_The exercise_
In the listing below, copy the lines from the start through the line containing "Target: fog" and change "marker" to "pin". Leave everything else unchanged.

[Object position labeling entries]
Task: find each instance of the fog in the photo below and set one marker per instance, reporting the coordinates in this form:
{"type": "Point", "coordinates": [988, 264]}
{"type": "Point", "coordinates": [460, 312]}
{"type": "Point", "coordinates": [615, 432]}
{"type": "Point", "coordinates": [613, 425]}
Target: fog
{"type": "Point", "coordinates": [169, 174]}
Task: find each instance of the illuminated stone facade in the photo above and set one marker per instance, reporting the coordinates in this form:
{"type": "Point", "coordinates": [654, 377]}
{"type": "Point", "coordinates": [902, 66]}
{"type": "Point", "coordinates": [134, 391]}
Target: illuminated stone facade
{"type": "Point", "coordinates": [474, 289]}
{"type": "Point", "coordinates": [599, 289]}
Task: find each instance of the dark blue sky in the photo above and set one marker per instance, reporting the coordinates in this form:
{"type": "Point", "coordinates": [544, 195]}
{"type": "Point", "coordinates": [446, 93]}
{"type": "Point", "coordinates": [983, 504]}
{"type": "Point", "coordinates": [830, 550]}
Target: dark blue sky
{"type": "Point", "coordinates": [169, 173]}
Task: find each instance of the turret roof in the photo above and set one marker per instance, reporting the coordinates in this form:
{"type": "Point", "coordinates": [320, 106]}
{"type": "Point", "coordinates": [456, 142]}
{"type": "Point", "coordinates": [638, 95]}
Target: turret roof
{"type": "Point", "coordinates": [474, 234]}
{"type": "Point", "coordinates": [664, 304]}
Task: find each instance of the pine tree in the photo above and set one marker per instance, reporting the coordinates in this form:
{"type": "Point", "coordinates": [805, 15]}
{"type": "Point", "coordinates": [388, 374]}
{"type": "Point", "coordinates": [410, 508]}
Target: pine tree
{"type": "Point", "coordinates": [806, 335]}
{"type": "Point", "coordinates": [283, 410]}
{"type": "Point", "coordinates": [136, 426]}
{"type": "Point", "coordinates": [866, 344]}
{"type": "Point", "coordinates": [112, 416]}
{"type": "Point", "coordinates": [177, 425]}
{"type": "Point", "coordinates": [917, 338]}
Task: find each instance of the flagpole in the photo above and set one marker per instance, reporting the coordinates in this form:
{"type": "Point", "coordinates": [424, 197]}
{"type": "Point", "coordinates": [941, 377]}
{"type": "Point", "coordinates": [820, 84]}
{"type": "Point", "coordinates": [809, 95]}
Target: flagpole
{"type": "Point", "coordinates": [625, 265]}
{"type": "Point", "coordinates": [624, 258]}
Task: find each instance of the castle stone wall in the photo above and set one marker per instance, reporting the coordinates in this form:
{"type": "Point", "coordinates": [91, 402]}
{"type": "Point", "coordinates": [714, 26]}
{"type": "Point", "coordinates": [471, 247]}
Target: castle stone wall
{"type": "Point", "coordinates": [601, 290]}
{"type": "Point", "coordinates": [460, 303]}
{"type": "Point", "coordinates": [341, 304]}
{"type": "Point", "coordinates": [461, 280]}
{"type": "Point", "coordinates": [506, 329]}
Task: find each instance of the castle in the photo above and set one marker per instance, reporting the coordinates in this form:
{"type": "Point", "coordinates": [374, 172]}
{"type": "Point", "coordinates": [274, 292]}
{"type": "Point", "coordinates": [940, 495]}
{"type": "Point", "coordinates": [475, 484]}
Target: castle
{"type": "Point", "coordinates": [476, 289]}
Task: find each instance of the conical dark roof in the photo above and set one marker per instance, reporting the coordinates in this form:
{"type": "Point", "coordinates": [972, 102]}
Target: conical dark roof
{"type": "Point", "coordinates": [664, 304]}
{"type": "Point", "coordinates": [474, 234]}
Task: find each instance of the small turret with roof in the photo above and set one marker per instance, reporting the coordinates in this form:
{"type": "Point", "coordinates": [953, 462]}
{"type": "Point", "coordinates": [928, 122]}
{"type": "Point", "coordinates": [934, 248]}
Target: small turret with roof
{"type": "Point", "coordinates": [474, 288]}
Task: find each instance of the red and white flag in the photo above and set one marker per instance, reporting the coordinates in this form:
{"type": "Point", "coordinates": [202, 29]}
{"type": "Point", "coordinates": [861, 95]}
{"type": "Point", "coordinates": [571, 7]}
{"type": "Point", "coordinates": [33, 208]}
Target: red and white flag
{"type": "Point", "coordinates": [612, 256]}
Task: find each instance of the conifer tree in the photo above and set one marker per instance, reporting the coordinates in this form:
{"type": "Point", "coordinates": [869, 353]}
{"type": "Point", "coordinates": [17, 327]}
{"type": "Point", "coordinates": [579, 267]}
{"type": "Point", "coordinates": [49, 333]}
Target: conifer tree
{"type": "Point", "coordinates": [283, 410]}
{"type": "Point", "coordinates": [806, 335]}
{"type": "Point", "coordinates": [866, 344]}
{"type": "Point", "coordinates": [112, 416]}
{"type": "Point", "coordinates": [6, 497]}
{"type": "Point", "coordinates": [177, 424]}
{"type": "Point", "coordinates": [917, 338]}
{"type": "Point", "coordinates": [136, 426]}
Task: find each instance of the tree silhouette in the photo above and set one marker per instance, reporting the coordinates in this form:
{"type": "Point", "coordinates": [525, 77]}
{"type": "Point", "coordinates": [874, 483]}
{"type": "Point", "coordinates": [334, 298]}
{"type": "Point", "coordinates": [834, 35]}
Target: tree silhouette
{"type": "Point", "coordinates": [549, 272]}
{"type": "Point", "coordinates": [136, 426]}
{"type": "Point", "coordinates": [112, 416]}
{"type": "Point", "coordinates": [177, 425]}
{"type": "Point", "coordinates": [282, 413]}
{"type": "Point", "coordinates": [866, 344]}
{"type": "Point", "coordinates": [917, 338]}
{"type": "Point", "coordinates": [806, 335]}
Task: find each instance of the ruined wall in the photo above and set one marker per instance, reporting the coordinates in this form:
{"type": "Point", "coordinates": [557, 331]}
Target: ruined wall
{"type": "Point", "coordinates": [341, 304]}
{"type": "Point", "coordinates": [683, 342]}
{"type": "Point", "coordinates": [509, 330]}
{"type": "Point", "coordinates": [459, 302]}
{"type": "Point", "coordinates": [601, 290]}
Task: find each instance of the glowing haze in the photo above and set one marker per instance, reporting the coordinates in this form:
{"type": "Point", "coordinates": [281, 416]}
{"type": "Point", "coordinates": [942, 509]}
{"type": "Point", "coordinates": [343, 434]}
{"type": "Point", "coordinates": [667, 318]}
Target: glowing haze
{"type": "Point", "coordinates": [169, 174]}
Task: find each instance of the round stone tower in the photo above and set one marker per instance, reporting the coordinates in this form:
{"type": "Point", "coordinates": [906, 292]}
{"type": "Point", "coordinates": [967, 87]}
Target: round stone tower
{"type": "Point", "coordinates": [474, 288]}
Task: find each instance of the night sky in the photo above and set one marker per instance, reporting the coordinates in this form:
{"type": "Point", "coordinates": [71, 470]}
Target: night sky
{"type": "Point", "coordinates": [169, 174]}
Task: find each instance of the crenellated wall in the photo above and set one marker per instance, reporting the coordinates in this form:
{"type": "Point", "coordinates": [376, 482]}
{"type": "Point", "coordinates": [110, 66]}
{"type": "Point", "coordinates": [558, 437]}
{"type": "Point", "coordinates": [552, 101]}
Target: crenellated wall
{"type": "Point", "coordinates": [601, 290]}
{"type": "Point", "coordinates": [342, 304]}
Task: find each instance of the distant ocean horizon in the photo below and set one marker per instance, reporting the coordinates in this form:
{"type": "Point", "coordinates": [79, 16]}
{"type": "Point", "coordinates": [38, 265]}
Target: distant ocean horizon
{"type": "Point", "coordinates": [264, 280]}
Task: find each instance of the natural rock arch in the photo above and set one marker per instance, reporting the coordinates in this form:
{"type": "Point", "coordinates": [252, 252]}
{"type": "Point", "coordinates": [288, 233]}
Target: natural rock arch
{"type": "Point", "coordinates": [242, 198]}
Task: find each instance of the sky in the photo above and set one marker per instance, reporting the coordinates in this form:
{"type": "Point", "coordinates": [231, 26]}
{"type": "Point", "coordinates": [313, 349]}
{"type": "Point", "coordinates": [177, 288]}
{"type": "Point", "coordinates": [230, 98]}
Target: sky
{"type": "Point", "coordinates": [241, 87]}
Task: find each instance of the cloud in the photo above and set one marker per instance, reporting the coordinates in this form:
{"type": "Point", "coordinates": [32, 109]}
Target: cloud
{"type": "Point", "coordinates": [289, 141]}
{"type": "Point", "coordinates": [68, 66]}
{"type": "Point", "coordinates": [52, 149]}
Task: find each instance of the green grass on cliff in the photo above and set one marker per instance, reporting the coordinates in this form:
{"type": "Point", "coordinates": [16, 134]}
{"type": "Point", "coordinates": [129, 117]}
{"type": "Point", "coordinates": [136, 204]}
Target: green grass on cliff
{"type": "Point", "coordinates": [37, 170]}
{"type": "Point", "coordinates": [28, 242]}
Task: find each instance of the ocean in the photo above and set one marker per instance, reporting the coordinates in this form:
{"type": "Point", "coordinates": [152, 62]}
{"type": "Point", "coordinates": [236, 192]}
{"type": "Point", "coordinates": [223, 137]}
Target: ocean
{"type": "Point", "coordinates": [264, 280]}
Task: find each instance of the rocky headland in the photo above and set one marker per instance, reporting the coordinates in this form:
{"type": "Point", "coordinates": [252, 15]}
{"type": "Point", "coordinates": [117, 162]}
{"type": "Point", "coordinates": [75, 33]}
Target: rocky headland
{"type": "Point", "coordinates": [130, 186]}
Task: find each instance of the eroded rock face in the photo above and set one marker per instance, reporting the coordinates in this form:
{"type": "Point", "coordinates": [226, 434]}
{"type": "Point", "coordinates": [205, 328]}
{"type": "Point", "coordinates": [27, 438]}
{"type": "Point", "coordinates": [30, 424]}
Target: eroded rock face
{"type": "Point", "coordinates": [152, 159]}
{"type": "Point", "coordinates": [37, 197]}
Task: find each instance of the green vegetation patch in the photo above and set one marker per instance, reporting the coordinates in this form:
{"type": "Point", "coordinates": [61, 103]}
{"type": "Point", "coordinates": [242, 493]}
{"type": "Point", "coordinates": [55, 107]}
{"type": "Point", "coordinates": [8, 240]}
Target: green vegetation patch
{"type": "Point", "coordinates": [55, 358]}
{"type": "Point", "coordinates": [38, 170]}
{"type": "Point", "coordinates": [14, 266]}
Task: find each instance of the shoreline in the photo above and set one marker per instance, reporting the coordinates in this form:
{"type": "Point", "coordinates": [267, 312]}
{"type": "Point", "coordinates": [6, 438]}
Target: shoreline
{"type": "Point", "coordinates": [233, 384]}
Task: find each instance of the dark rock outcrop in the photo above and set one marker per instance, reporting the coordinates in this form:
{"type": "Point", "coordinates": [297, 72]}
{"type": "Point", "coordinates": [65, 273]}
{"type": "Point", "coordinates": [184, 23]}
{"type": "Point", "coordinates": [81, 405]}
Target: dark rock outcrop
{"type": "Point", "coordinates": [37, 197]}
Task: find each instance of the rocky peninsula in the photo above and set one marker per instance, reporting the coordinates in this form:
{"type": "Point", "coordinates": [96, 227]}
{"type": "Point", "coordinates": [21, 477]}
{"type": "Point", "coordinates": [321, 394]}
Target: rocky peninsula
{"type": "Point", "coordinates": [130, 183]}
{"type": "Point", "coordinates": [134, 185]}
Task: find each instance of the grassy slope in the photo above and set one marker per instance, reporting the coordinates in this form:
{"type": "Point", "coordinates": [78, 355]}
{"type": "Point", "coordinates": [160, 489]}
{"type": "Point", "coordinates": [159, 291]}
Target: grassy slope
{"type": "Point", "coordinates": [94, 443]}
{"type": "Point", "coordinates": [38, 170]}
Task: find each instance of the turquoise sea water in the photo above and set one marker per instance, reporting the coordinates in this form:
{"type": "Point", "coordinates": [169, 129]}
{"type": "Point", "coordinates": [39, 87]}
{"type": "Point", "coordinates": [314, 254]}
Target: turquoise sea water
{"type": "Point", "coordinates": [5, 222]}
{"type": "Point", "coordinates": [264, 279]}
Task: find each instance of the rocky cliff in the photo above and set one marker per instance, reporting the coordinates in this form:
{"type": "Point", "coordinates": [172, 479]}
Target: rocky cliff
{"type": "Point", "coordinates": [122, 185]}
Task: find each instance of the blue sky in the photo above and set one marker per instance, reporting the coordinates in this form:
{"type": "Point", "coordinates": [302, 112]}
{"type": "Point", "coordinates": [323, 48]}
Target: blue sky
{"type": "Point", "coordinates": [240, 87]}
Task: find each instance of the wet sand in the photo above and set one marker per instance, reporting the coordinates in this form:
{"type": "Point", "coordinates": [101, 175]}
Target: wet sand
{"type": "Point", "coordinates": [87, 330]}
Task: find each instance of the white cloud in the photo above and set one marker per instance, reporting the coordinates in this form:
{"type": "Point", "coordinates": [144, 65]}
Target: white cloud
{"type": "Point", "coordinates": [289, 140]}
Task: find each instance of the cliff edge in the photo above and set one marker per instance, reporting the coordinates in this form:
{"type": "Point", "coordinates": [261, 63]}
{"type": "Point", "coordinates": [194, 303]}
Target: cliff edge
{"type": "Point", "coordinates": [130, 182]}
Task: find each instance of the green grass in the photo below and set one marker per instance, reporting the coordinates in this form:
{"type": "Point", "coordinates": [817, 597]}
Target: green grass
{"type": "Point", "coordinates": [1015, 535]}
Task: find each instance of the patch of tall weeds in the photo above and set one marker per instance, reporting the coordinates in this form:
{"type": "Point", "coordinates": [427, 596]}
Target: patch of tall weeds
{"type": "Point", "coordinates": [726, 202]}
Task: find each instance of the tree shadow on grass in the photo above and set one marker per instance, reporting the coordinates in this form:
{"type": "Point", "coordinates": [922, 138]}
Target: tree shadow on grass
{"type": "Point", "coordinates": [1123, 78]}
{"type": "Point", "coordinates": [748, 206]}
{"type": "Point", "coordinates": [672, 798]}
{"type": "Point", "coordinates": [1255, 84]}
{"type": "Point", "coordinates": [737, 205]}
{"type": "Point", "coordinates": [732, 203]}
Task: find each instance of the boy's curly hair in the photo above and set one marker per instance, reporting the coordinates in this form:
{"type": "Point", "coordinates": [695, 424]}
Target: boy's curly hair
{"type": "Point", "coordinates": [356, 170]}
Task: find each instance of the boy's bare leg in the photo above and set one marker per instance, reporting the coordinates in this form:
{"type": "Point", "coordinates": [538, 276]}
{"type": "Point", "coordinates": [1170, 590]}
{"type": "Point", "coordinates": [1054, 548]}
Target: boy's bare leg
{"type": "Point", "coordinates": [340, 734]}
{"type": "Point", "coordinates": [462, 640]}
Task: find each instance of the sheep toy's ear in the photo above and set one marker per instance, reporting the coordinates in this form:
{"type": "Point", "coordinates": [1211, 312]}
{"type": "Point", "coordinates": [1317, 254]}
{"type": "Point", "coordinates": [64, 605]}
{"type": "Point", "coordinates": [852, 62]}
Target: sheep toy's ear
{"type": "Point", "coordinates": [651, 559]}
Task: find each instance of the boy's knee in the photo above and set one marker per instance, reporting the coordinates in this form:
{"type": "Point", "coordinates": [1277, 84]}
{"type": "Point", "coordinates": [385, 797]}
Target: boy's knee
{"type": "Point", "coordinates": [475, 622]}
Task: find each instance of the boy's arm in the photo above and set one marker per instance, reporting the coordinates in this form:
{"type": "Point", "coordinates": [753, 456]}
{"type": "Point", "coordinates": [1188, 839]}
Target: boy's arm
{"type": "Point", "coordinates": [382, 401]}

_Solution_
Task: find each instance of the fog in the photo below and set one pin per instance, reporting the coordinates in this form:
{"type": "Point", "coordinates": [988, 264]}
{"type": "Point", "coordinates": [460, 312]}
{"type": "Point", "coordinates": [615, 432]}
{"type": "Point", "coordinates": [613, 425]}
Target: fog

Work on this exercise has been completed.